▸ Exercise text

‘Forever chemicals’ on kitchen utensils can increase the risk of liver cancer, study finds – India Today

Health

Researchers at the University of Southern California in Los Angeles have found that exposure to synthetic chemicals, common on several household goods and some kitchen utensils, can increase a person’s risk of getting liver cancer.

The ‘forever chemicals’ that are common on some kitchenware and food packaging may quadruple the risk of cancer, the study warned. The chemicals, according to the Centre of Disease Control and Prevention, are almost everywhere from non-stick kitchen utensils to tap water, waterproof clothing, cleaning products and shampoo.

During the research, as reported by the Daily Mail, it was found that the people who had the most recorded exposure to such chemicals were 4.5 times more likely to develop non-viral hepatocellular carcinoma, a common liver cancer.

“Liver cancer is one of the most serious endpoints in liver disease and this is the first study in humans to show that PFAS are associated with this disease,” Dr Jesse Goodrich, a postdoctoral scholar at the University of Southern California, said in a statement.

Perfluooctane sulfate (PFOS) is a type of per- and polyfluoroalkyl substance (PFAS) and is referred to as ‘forever chemicals’ as they can take years to degrade in the body or environment as well.

Experts fear that the damage may have already been done as these compounds are more dangerous than previously believed.

The researchers studied data of 50 people who developed liver cancer and 50 others who did not. This was followed by an analysis of blood samples from the cancer patients before the diagnosis and compared with the people who never developed the disease. Several types of chemicals were found in the bloodstreams of people who eventually developed cancer.

The higher levels also suggested an increased risk of having cancer.

The researchers also noted that PFOS, when they enter the liver, alter the metabolism and lead to fatty liver disease. People who suffer from the condition are at an increased risk of having liver cancer.

▸ Task prompt
Reproduce the passage of the article on forever chemicals and liver cancer starting at "Perfluooctane sulfate (PFOS)" and ending at "environment as well.". The listing has no connection to the article on forever chemicals and liver cancer.

▸ Region pointing data
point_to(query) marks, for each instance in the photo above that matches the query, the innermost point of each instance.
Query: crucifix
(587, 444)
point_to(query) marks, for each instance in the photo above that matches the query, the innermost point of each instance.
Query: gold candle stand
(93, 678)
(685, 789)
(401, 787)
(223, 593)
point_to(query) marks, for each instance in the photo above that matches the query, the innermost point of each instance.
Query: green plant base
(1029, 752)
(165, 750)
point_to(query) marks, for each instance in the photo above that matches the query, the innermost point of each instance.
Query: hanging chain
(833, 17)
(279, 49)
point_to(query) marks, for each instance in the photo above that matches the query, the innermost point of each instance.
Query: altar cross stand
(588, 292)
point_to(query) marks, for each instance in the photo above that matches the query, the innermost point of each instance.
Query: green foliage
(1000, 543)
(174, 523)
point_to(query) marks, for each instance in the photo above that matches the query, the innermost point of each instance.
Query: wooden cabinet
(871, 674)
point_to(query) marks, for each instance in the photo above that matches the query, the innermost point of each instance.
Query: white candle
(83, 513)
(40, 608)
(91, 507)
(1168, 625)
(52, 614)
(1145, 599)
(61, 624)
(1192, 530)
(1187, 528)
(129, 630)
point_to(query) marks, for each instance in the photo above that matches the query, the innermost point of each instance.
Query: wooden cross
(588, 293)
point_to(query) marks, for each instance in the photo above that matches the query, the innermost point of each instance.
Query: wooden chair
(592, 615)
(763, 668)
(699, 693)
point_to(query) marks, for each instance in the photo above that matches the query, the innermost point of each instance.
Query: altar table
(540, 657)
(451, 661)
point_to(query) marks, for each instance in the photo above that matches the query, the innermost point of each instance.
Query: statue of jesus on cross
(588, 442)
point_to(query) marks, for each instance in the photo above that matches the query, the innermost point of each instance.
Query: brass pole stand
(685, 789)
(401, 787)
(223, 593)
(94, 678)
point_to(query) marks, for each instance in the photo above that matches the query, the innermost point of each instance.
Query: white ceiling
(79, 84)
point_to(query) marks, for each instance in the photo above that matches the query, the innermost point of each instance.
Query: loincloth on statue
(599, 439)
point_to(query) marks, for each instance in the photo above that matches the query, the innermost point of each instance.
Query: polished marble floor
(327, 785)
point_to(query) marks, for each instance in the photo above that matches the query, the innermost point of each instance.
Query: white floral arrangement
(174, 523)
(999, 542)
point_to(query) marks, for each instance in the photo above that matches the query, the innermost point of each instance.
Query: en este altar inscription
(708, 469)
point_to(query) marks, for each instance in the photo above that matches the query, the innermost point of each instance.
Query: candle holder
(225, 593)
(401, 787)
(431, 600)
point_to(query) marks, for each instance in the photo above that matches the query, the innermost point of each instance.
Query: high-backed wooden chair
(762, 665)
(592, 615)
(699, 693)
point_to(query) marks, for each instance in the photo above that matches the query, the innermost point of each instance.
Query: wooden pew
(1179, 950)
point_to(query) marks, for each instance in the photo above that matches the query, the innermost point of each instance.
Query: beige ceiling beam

▸ Response to this task
Perfluooctane sulfate (PFOS) is a type of per- and polyfluoroalkyl substance (PFAS) and is referred to as ‘forever chemicals’ as they can take years to degrade in the body or environment as well.